• _Excerpted text_

· · · · ·

Camden Council pledges to put mental health at forefront of agenda for young people living in borough
PUBLISHED: 10:10 29 March 2017 | UPDATED: 10:10 29 March 2017
Camden Council has pledged to keep the subject of mental health at the forefront of the agenda in its bid to improve the wellbeing of young people living in the borough.
The need for the review was identified during a scrutiny report last year which found that mental health problems in adolescents were a contributing factor to lower achievement in secondary schools.
A report issued by the children, schools and families scrutiny committee discovered that an estimated 40 per cent of children aged between 11 and 18 living in Camden are affected by emotional disorders such as anxiety, depression and obsessive compulsive disorder.
The study also found that an estimated 64 per cent of adolescents across the borough are affected by conduct disorders such as physical and verbal aggression.
Frognal and Fitzjohns Cllr Siobhan Baillie, who is chairing the review panel, said: “If we get things right as a council we can change the outcomes of young people who are struggling to know how to cope with day to day struggles.
"If we get things right as a council we can change the outcomes of young people who are struggling to know how to cope with day to day struggles"
“We will be banging the drum to improve communication about this issue. We need to find a way of reaching more people.”

· · · · ·

• _Material supplied_
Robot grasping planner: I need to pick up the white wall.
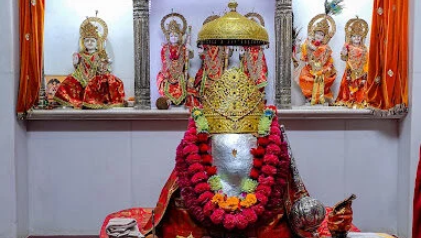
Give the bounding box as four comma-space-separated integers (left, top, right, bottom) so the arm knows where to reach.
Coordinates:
398, 1, 421, 237
0, 0, 29, 238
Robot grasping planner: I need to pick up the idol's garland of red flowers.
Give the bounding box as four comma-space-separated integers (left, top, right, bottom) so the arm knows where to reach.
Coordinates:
176, 106, 290, 230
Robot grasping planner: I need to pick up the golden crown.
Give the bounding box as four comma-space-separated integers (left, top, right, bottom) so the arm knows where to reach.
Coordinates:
345, 17, 369, 38
161, 12, 187, 40
313, 18, 330, 35
80, 22, 99, 39
98, 49, 110, 61
203, 68, 265, 134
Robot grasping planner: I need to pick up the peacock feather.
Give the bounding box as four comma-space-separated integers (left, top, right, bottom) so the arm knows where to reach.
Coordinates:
325, 0, 344, 16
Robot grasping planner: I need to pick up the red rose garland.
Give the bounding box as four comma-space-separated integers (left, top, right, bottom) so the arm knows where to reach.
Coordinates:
176, 114, 290, 230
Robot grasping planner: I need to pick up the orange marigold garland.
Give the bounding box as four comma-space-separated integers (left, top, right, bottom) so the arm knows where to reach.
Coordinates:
176, 107, 290, 230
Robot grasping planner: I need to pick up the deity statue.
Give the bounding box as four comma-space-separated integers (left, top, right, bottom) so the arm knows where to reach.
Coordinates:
336, 17, 369, 108
157, 13, 193, 105
54, 17, 126, 109
299, 14, 336, 105
240, 12, 268, 91
84, 50, 125, 108
195, 15, 233, 96
100, 1, 355, 238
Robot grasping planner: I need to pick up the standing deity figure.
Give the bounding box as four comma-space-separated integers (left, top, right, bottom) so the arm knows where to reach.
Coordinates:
336, 17, 369, 108
157, 13, 193, 105
195, 15, 232, 97
240, 12, 268, 91
84, 50, 126, 108
54, 17, 125, 109
299, 14, 336, 105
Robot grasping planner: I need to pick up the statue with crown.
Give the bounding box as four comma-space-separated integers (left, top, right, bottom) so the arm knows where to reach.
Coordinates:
299, 0, 343, 105
100, 1, 358, 238
54, 17, 126, 109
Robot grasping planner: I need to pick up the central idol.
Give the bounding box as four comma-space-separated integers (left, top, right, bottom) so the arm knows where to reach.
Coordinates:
100, 2, 358, 238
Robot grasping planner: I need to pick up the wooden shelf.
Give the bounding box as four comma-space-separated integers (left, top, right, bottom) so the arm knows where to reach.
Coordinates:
26, 106, 406, 121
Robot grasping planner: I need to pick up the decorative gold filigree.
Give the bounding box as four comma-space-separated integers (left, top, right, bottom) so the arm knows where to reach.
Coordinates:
197, 2, 269, 45
203, 15, 220, 25
345, 16, 369, 42
244, 12, 265, 27
161, 13, 187, 41
203, 68, 264, 134
308, 14, 336, 44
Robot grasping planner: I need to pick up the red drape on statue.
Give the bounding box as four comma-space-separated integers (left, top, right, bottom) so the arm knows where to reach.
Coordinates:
412, 147, 421, 238
17, 0, 45, 114
367, 0, 408, 110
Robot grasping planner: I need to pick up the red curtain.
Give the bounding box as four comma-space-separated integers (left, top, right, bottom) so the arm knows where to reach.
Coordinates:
17, 0, 45, 115
367, 0, 409, 110
412, 146, 421, 238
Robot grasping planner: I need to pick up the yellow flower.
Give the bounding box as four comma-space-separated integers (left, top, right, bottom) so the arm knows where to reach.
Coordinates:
218, 197, 240, 212
240, 193, 257, 208
212, 193, 225, 204
193, 110, 202, 116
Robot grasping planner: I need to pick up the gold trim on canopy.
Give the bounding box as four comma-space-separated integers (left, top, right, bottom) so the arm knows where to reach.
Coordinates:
197, 1, 269, 45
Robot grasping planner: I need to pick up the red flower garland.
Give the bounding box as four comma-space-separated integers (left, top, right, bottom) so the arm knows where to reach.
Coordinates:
176, 116, 290, 230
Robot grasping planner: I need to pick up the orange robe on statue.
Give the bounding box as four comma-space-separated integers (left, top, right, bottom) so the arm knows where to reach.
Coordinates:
336, 44, 368, 108
300, 40, 336, 104
54, 52, 125, 109
241, 46, 268, 90
157, 44, 188, 105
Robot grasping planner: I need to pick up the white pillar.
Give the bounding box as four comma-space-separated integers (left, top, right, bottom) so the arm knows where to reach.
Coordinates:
0, 0, 29, 238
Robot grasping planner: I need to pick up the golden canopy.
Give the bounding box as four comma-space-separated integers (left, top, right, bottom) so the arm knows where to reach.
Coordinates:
197, 1, 269, 45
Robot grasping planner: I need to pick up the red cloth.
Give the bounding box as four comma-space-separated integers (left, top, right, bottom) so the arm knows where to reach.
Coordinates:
412, 147, 421, 238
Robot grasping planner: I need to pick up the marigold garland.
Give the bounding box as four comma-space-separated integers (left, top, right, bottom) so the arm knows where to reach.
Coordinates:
176, 106, 290, 230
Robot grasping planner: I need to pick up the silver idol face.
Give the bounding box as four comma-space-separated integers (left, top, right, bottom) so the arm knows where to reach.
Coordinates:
212, 134, 257, 197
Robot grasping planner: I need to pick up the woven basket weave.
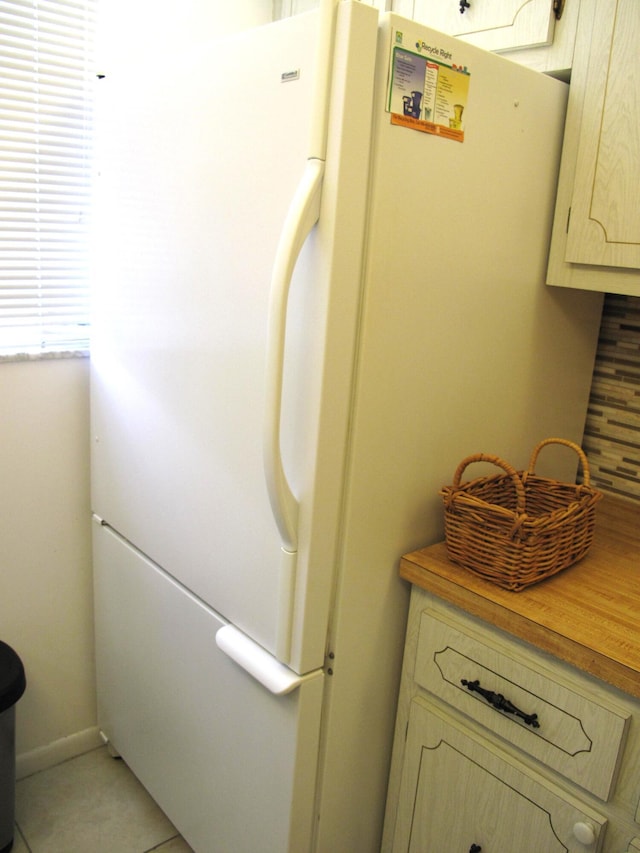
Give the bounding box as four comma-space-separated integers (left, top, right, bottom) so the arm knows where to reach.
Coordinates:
440, 438, 602, 591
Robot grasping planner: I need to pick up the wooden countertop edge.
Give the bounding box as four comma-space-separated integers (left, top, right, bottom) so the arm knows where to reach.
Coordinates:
400, 557, 640, 698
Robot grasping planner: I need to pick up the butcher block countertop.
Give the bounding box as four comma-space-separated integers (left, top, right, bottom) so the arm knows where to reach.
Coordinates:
400, 497, 640, 698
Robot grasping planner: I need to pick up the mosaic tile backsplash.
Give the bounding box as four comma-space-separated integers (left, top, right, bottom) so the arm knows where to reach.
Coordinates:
582, 294, 640, 503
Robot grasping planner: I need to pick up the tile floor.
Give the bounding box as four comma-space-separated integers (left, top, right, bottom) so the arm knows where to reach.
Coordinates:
12, 747, 192, 853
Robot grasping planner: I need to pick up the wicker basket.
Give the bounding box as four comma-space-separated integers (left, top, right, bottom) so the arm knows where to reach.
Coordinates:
440, 438, 602, 591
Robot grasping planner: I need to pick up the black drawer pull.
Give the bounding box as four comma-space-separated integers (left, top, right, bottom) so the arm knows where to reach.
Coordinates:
461, 678, 540, 729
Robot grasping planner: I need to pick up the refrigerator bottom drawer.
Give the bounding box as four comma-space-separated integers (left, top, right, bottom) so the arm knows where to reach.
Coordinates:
94, 523, 322, 853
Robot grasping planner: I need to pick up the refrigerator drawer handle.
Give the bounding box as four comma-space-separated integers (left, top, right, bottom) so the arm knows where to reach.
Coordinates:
216, 625, 323, 696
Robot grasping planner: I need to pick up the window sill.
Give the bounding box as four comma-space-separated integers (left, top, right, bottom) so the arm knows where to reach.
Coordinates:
0, 349, 89, 363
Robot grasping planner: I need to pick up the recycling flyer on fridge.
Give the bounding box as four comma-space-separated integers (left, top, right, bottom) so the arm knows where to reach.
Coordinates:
387, 22, 471, 142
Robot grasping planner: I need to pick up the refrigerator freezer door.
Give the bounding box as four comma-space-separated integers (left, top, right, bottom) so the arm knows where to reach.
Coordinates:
94, 523, 324, 853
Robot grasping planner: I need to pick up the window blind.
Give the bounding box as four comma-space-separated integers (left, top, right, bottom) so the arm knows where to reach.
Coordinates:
0, 0, 96, 354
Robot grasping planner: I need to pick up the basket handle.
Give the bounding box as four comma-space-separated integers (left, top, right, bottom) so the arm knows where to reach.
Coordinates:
453, 453, 526, 515
527, 438, 591, 486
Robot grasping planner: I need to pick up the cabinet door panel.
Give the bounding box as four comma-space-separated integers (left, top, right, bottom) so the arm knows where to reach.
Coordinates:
566, 0, 640, 268
410, 0, 555, 50
393, 699, 606, 853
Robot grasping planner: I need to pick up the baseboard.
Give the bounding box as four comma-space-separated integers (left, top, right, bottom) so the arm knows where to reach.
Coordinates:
16, 726, 104, 779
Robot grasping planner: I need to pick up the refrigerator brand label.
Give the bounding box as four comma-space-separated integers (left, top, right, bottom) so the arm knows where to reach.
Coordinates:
387, 30, 471, 142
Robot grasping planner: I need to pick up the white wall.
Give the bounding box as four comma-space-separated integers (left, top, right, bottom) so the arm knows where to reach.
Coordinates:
0, 358, 97, 775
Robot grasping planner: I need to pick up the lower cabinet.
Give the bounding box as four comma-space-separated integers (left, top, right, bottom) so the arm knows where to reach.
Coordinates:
393, 699, 606, 853
382, 587, 640, 853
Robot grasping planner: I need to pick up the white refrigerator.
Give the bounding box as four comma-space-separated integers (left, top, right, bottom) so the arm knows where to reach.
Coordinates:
91, 2, 600, 853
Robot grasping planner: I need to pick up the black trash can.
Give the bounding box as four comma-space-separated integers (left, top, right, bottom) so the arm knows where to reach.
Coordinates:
0, 640, 27, 853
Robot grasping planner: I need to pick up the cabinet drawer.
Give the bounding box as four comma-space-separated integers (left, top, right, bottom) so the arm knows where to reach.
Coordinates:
393, 698, 607, 853
415, 609, 629, 800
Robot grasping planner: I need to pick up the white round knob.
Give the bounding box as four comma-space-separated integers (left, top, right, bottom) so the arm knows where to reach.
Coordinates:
573, 821, 596, 844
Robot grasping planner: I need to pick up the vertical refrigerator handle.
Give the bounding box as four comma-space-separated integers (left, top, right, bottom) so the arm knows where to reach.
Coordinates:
263, 0, 338, 661
263, 160, 324, 552
263, 159, 324, 661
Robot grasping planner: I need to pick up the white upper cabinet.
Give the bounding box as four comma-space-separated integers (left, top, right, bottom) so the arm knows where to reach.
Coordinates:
393, 0, 556, 51
565, 0, 640, 269
547, 0, 640, 295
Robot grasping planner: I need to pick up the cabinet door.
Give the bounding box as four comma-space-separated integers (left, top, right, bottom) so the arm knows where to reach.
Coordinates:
400, 0, 555, 50
393, 699, 606, 853
565, 0, 640, 269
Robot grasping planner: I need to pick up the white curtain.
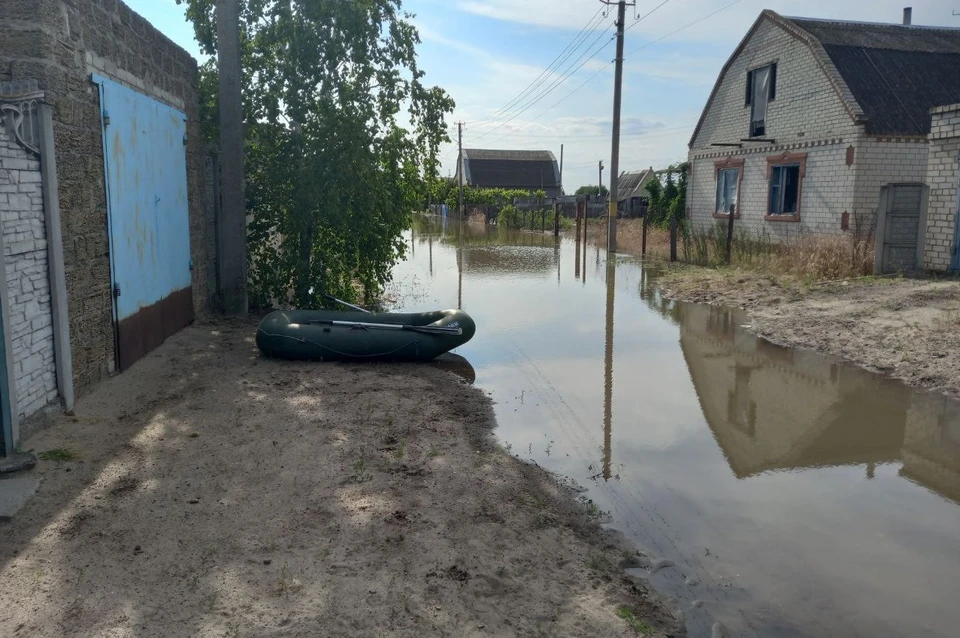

· · · · ·

• _Apply what you read_
• A. From the Camden Council article, return the passage between "The need for" and "and verbal aggression.", inclusive.
• B. According to the Camden Council article, what share of adolescents across the borough are estimated to be affected by conduct disorders?
• C. Condense the paragraph of the Camden Council article that begins "A report issued by the children, schools and families scrutiny committee" into one shorter sentence that keeps its main facts.

• _Responses in order_
• A.
The need for the review was identified during a scrutiny report last year which found that mental health problems in adolescents were a contributing factor to lower achievement in secondary schools.
A report issued by the children, schools and families scrutiny committee discovered that an estimated 40 per cent of children aged between 11 and 18 living in Camden are affected by emotional disorders such as anxiety, depression and obsessive compulsive disorder.
The study also found that an estimated 64 per cent of adolescents across the borough are affected by conduct disorders such as physical and verbal aggression.

• B. An estimated 64 percent.

• C. The children, schools and families scrutiny committee found that an estimated 40 percent of Camden children aged 11 to 18 are affected by emotional disorders such as anxiety, depression and obsessive compulsive disorder.